(Listed records begins)

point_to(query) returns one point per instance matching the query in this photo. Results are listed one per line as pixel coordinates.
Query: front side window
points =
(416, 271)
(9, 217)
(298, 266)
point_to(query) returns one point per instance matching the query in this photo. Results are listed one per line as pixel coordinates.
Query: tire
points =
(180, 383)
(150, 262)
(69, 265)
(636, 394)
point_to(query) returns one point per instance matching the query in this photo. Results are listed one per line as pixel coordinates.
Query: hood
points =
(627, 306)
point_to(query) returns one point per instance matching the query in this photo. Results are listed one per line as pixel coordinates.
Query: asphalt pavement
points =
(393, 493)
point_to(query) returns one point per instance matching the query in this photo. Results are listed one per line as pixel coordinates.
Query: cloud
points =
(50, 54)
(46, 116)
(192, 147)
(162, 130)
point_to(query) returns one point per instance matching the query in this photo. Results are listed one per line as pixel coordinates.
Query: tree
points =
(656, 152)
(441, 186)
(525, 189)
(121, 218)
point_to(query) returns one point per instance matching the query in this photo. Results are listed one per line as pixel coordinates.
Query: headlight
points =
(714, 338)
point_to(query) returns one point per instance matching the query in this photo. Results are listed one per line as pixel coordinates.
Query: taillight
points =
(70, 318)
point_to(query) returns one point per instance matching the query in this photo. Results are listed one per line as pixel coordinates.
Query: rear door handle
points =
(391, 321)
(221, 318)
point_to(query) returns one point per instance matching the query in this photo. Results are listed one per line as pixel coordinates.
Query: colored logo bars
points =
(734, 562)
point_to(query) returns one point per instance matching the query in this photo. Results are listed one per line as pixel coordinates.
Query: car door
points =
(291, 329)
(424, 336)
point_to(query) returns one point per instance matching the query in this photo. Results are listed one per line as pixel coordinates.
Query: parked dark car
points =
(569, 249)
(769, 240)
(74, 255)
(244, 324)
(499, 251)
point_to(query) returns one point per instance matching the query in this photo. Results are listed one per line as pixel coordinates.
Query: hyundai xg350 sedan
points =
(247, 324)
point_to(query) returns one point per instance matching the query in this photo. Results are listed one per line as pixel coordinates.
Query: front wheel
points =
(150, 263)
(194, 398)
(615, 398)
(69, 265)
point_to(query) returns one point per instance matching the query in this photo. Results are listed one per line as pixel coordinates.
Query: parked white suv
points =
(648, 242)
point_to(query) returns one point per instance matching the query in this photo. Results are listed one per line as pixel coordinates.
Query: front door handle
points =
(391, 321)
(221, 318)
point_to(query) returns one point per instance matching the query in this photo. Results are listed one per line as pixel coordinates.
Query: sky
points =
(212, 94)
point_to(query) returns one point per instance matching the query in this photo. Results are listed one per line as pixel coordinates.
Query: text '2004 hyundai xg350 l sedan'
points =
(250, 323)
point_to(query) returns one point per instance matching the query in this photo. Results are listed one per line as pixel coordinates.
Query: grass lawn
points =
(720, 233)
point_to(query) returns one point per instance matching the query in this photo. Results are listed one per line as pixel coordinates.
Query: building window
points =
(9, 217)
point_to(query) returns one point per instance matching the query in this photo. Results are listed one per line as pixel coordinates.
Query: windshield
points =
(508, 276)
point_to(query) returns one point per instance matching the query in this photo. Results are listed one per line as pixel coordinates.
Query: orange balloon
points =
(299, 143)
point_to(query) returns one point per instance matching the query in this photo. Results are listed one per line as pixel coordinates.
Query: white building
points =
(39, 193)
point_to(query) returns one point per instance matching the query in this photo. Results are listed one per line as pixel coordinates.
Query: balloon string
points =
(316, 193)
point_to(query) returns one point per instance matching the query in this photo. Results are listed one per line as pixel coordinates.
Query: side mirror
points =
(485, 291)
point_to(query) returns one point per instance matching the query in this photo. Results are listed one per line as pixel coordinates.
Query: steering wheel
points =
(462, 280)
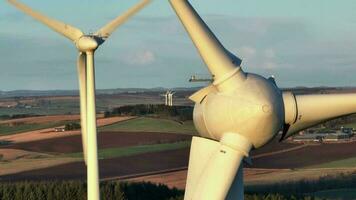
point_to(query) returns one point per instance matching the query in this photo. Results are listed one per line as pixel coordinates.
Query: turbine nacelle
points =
(87, 43)
(257, 99)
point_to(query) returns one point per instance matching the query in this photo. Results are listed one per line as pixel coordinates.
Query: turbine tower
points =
(166, 97)
(240, 111)
(170, 98)
(86, 45)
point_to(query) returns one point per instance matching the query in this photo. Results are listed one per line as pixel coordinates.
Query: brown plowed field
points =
(307, 156)
(71, 144)
(109, 168)
(49, 133)
(273, 146)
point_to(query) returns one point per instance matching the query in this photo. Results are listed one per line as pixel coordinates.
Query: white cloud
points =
(140, 57)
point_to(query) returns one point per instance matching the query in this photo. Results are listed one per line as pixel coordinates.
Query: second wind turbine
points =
(86, 45)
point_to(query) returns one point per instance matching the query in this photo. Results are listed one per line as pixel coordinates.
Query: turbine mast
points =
(93, 166)
(221, 63)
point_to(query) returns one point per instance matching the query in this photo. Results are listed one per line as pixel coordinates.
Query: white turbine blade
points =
(304, 111)
(198, 96)
(66, 30)
(109, 28)
(93, 163)
(212, 170)
(220, 62)
(237, 188)
(83, 101)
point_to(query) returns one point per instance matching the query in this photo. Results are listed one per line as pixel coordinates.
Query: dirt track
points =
(71, 144)
(109, 167)
(50, 133)
(311, 155)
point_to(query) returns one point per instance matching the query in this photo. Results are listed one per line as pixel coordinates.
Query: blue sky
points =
(302, 43)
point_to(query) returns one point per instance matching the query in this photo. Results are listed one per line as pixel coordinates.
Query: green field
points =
(135, 150)
(7, 130)
(337, 194)
(152, 125)
(349, 162)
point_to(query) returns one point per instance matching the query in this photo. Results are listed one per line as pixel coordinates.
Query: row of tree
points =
(112, 190)
(182, 113)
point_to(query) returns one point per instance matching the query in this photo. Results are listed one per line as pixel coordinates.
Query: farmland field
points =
(135, 150)
(152, 125)
(73, 144)
(7, 130)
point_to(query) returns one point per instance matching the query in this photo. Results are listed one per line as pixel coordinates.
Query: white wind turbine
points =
(86, 45)
(240, 111)
(170, 98)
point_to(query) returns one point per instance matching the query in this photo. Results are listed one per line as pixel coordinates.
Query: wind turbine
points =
(170, 98)
(86, 45)
(241, 111)
(166, 97)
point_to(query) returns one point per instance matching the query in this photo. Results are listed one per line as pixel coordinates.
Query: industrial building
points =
(343, 134)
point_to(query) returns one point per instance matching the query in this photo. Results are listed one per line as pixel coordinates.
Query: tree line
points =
(181, 113)
(117, 190)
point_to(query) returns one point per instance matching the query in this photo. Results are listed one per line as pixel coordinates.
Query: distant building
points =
(59, 129)
(349, 131)
(336, 137)
(314, 137)
(323, 137)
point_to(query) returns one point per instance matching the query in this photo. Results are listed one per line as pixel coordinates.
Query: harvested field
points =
(73, 143)
(15, 154)
(41, 119)
(274, 146)
(109, 168)
(307, 156)
(50, 133)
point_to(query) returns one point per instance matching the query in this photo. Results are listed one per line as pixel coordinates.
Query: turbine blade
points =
(66, 30)
(221, 62)
(198, 96)
(304, 111)
(81, 65)
(109, 28)
(213, 167)
(93, 163)
(237, 188)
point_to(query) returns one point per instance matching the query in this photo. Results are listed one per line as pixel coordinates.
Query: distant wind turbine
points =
(239, 112)
(86, 45)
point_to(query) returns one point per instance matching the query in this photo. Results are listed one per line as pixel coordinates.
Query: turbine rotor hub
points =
(87, 44)
(254, 110)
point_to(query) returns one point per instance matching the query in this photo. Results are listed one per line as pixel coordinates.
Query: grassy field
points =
(7, 130)
(152, 125)
(344, 163)
(135, 150)
(338, 194)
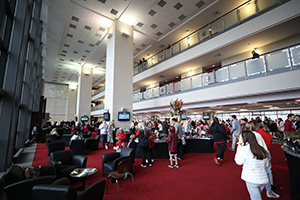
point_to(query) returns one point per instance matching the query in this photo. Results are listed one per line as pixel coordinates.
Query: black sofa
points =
(18, 187)
(92, 143)
(61, 190)
(67, 162)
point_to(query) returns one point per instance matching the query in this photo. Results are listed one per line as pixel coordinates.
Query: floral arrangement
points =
(176, 106)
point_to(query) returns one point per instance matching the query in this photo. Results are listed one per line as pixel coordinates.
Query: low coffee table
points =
(81, 174)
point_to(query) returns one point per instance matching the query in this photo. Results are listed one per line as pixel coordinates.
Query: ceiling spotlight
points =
(125, 34)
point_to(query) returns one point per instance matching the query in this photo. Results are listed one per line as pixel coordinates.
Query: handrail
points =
(248, 68)
(102, 89)
(144, 66)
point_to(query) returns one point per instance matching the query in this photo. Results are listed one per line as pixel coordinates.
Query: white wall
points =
(272, 18)
(264, 88)
(276, 45)
(119, 72)
(57, 96)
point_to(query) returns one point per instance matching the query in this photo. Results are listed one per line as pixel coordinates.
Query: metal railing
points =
(98, 107)
(237, 16)
(278, 61)
(102, 89)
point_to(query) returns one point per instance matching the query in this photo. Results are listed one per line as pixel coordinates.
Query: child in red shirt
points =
(172, 147)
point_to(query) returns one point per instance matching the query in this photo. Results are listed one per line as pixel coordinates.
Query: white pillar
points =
(119, 71)
(84, 94)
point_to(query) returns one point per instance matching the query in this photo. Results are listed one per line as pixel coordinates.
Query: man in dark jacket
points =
(165, 126)
(220, 137)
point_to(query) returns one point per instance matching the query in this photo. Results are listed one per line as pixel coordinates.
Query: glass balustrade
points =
(277, 61)
(102, 89)
(231, 19)
(98, 107)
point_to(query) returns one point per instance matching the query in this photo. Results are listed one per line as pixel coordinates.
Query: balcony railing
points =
(237, 16)
(98, 107)
(278, 61)
(102, 89)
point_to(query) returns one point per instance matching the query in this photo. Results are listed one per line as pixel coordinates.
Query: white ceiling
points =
(76, 33)
(76, 30)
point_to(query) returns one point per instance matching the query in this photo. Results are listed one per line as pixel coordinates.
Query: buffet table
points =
(193, 145)
(293, 160)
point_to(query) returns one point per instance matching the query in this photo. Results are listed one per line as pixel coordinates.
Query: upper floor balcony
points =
(237, 16)
(274, 62)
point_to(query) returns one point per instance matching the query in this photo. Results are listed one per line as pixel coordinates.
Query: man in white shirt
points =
(187, 126)
(103, 132)
(236, 129)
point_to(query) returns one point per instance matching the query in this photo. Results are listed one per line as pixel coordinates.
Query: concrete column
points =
(119, 71)
(84, 94)
(71, 102)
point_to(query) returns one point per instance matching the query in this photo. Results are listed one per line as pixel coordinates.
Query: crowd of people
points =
(250, 139)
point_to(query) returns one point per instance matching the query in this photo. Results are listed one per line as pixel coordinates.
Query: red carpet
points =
(197, 178)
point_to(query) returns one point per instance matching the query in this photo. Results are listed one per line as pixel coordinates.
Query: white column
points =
(119, 71)
(84, 92)
(71, 102)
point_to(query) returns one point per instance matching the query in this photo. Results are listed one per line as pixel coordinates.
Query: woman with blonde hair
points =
(143, 134)
(253, 157)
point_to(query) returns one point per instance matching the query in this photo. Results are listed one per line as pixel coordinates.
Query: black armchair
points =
(61, 190)
(56, 145)
(67, 162)
(110, 161)
(92, 143)
(18, 187)
(66, 138)
(52, 137)
(77, 146)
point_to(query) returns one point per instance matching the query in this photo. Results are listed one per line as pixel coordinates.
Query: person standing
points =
(165, 127)
(253, 157)
(160, 128)
(268, 140)
(122, 135)
(288, 124)
(172, 147)
(178, 131)
(187, 126)
(220, 137)
(143, 134)
(103, 132)
(297, 122)
(110, 135)
(236, 130)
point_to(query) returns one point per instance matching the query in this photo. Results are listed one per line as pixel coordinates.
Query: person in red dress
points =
(288, 124)
(172, 147)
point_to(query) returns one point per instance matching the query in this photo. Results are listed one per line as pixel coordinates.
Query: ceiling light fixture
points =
(125, 34)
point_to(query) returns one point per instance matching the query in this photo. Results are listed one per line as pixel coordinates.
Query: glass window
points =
(186, 84)
(204, 33)
(295, 54)
(184, 44)
(217, 26)
(222, 75)
(194, 39)
(237, 71)
(278, 60)
(255, 66)
(263, 4)
(247, 10)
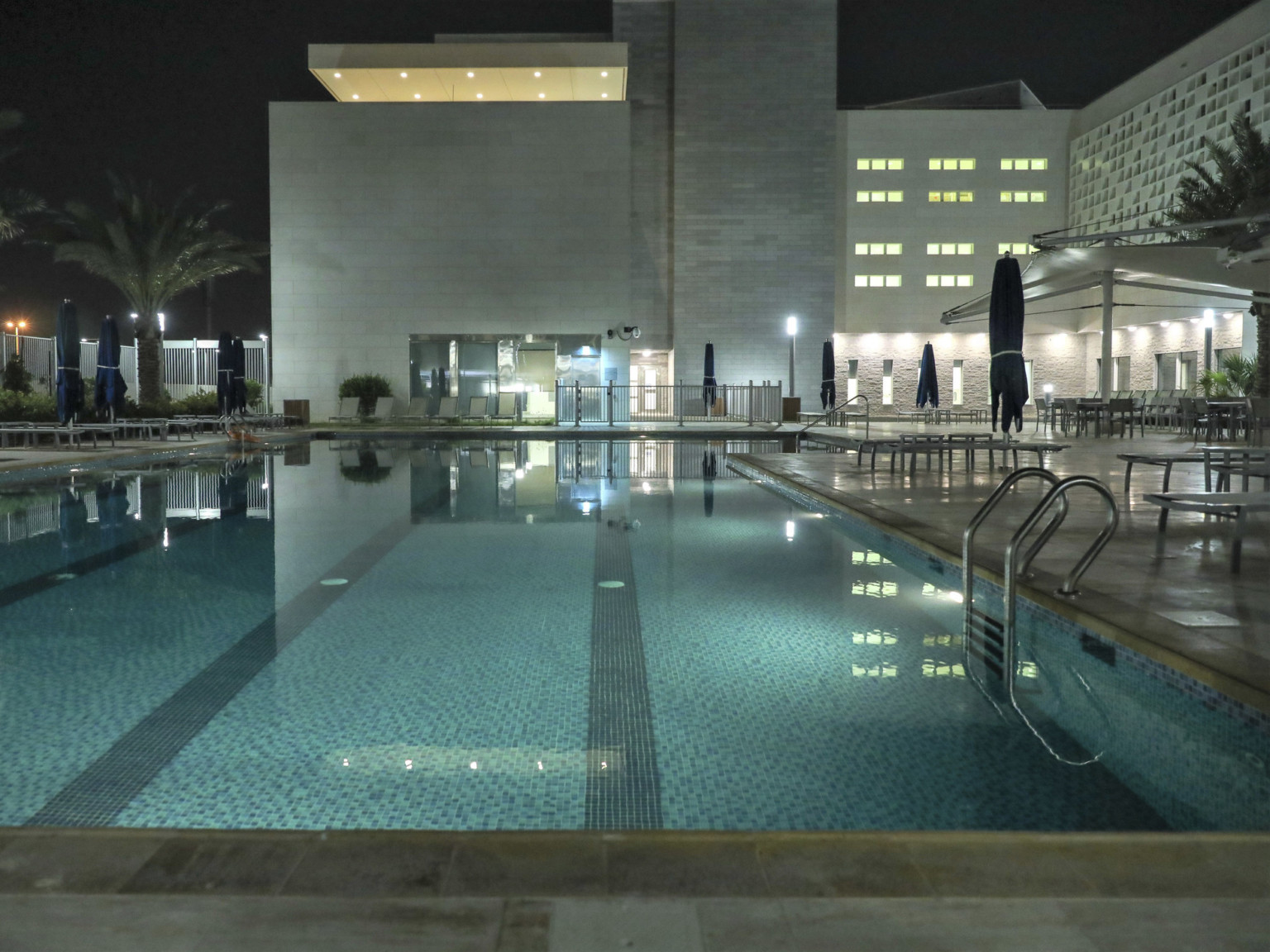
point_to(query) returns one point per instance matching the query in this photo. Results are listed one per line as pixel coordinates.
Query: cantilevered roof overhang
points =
(1185, 269)
(471, 73)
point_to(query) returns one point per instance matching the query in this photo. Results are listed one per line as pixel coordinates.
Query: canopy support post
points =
(1105, 383)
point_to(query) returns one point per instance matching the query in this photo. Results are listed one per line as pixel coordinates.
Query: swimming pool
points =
(537, 635)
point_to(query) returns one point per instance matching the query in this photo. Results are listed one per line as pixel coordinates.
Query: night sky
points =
(177, 90)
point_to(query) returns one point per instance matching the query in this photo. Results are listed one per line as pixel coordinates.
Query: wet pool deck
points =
(1143, 585)
(137, 890)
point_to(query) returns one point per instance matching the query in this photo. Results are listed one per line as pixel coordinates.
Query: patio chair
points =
(506, 407)
(478, 409)
(383, 409)
(1258, 418)
(1125, 412)
(417, 410)
(347, 409)
(448, 409)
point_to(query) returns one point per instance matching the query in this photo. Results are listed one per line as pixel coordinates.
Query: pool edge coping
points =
(1039, 591)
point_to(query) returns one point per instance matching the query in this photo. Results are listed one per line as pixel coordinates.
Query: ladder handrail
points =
(833, 410)
(1015, 566)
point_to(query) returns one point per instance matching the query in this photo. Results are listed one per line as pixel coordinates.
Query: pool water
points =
(536, 635)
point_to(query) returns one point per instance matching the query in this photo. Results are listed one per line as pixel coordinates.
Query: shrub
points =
(367, 388)
(30, 407)
(201, 402)
(17, 377)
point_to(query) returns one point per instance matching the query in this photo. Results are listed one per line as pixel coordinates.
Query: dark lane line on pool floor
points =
(623, 786)
(99, 560)
(98, 795)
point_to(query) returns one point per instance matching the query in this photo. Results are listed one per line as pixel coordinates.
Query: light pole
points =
(17, 328)
(791, 329)
(1208, 339)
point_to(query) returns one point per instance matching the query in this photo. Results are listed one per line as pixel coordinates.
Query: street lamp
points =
(17, 328)
(791, 329)
(1208, 338)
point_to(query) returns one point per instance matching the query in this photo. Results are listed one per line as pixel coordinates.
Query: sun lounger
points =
(418, 409)
(1231, 504)
(1167, 459)
(347, 409)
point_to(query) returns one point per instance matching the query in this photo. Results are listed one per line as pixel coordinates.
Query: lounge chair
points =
(418, 409)
(383, 409)
(478, 407)
(506, 407)
(347, 409)
(448, 409)
(1234, 504)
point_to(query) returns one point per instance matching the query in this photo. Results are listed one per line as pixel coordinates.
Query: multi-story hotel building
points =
(493, 206)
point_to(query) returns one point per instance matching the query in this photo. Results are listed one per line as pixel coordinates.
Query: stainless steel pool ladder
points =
(993, 640)
(801, 433)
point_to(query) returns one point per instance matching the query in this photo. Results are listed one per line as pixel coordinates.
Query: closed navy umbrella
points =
(828, 388)
(239, 400)
(70, 386)
(709, 385)
(225, 374)
(109, 388)
(928, 381)
(1009, 376)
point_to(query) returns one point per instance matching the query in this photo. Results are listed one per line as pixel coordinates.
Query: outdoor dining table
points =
(1229, 412)
(1229, 455)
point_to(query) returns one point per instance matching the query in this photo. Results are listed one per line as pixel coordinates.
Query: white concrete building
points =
(476, 213)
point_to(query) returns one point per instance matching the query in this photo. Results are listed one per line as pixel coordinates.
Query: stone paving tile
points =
(744, 926)
(678, 864)
(933, 926)
(225, 864)
(56, 862)
(860, 866)
(528, 864)
(1151, 926)
(621, 924)
(388, 864)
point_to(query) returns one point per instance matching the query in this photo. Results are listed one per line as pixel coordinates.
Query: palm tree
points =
(16, 203)
(151, 250)
(1237, 187)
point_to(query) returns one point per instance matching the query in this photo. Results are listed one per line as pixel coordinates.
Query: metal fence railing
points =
(651, 459)
(189, 366)
(672, 402)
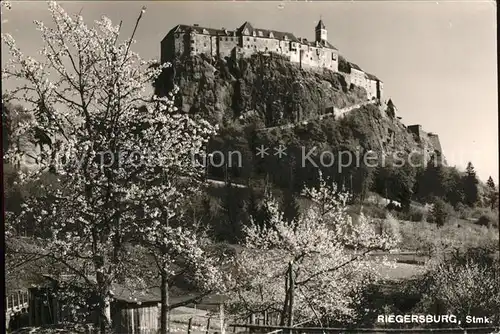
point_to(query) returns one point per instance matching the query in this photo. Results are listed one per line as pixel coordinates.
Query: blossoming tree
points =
(312, 268)
(122, 158)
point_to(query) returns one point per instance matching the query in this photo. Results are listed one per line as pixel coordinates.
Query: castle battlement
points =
(191, 40)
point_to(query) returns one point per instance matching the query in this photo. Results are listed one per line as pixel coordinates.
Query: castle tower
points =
(321, 32)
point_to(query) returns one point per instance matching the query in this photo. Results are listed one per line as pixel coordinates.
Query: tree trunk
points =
(285, 304)
(164, 328)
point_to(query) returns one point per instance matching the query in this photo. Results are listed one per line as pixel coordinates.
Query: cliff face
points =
(276, 90)
(273, 92)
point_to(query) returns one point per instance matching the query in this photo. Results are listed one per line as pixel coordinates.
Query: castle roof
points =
(246, 29)
(320, 25)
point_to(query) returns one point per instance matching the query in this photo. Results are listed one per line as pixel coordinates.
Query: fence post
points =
(221, 315)
(208, 326)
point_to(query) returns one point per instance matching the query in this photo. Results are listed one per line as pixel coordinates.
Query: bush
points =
(440, 212)
(414, 214)
(463, 285)
(369, 210)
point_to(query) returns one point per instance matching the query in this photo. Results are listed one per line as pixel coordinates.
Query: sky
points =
(438, 60)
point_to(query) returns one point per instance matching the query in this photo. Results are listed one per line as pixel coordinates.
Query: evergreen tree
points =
(470, 182)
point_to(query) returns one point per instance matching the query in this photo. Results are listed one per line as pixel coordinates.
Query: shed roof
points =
(372, 77)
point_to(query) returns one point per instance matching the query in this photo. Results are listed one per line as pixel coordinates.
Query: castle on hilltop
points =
(185, 40)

(Listed records ends)

## Task objective
Only the lines from the first one of the listing up to and including the line where "Query: tire" appears are wanted, reproduced exactly.

## Result of the exercise
point_to(query) returns one point per instance matching the query in this photo. Results are listed one per line as pixel coordinates.
Query: front side window
points =
(416, 271)
(9, 217)
(298, 266)
point_to(query) returns one point per instance matching the query in this photo. Results are listed one per line as pixel coordinates.
Query: tire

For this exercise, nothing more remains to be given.